*Your tasks:*
(a) List the funders of GB News that the article on progressive new media names.
(b) According to the article on progressive new media, who has GB News signed up as a presenter and chairman?
(c) Reproduce everything from "The following is" down to "it’s about podcasts." in the article on progressive new media, renaming "podcasts" to "newsletters".

*Selection:*
------------------------------------------------------------

Is progressive new media doomed?
GB News thrives while The Overtake dies; it's hard to see a path forward for progressive new media...
The following is not really about podcasts, although it sort-of is. To channel Richard Nixon, it is my opinion that if I am talking about it, that means it’s about podcasts.
Here in the UK, media watchers are obsession about one thing: the launch of GB News.
GB News — when it hits screens at some point in the coming weeks/months — will be a news channel with a right-of-centre tilt, taking its playbook from the success of Fox News in the US and focusing on “original news, opinion and debate”. It’s funded by a variety of mass media companies, private investment firms, and Paul Marshall, who previously funded UnHerd, another sub-Spectator, free-speech obsessed right-of-centre outfit. Their big coup has been signing up Andrew Neil as a presenter and chairman. For those not in the know, Neil has long been the biggest political interviewer in the UK, so it’s a legitimately huge signing (though he has, in recent years, come under a lot of scrutiny for his impartiality as BBC presenter who is also chairman of the Spectator group, as well as being something of a crank on Twitter).

------------------------------------------------------------

[Items listed in a dataset]
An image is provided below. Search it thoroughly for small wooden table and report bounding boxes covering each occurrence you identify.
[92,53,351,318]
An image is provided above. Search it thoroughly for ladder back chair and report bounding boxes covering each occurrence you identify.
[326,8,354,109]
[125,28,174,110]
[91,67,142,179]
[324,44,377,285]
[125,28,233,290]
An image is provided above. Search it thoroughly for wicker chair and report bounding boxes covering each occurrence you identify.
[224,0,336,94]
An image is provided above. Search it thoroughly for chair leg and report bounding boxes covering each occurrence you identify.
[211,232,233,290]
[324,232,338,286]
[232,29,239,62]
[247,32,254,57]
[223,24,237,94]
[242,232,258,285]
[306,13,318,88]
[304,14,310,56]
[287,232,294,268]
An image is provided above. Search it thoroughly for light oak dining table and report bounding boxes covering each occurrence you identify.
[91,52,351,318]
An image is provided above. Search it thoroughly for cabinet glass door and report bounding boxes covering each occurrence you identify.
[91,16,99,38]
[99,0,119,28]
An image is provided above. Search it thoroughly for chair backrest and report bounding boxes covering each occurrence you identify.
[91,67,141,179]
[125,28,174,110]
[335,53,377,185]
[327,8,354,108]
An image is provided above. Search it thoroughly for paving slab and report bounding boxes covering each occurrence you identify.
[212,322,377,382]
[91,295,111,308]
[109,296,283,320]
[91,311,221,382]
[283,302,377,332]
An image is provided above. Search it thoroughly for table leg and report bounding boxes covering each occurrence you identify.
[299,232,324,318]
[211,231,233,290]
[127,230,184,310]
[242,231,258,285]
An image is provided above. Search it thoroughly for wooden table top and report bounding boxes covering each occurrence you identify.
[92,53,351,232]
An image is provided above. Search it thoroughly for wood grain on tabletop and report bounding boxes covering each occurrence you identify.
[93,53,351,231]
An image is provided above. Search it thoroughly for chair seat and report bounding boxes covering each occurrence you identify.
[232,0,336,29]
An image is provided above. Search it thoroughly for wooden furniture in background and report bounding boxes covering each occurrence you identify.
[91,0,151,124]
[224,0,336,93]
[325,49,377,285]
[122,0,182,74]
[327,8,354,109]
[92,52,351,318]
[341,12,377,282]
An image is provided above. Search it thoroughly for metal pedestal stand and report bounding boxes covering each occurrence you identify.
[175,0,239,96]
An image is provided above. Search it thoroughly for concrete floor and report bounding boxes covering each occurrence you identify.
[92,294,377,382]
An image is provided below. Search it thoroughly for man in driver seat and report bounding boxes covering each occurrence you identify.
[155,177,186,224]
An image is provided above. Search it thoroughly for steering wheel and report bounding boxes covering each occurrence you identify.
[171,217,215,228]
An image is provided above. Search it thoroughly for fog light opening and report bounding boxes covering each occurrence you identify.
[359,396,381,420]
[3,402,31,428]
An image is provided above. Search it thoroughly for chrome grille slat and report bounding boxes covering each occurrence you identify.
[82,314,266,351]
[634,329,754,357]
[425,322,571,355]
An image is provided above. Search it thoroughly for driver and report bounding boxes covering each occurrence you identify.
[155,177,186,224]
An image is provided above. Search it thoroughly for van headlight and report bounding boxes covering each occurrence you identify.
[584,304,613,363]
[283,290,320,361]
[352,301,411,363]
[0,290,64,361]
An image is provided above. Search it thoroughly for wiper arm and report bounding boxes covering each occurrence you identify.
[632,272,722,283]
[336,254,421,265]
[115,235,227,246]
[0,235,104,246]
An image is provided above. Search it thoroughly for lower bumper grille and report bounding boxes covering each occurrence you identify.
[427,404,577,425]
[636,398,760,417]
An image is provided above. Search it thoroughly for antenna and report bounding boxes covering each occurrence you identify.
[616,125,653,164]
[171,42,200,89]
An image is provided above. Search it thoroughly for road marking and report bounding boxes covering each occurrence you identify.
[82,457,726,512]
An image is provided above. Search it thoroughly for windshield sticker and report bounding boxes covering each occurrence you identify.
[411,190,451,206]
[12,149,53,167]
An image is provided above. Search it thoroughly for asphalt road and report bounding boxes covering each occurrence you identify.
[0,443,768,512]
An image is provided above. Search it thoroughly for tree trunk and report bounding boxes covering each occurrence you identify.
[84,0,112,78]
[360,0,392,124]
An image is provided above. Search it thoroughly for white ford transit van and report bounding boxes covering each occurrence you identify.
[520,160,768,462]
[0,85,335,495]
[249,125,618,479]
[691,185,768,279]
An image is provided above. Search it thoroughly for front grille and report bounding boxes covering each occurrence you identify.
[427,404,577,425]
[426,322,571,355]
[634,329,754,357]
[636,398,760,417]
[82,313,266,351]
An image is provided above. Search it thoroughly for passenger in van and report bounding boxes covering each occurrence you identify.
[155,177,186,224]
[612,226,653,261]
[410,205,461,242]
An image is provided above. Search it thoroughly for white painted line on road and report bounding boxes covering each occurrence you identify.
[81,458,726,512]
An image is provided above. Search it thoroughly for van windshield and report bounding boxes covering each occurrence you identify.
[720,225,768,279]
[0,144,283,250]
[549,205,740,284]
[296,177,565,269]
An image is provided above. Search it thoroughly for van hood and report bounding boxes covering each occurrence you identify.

------------------------------------------------------------

*Results:*
(a) A variety of mass media companies, private investment firms, and Paul Marshall.

(b) Andrew Neil.

(c)
The following is not really about newsletters, although it sort-of is. To channel Richard Nixon, it is my opinion that if I am talking about it, that means it’s about newsletters.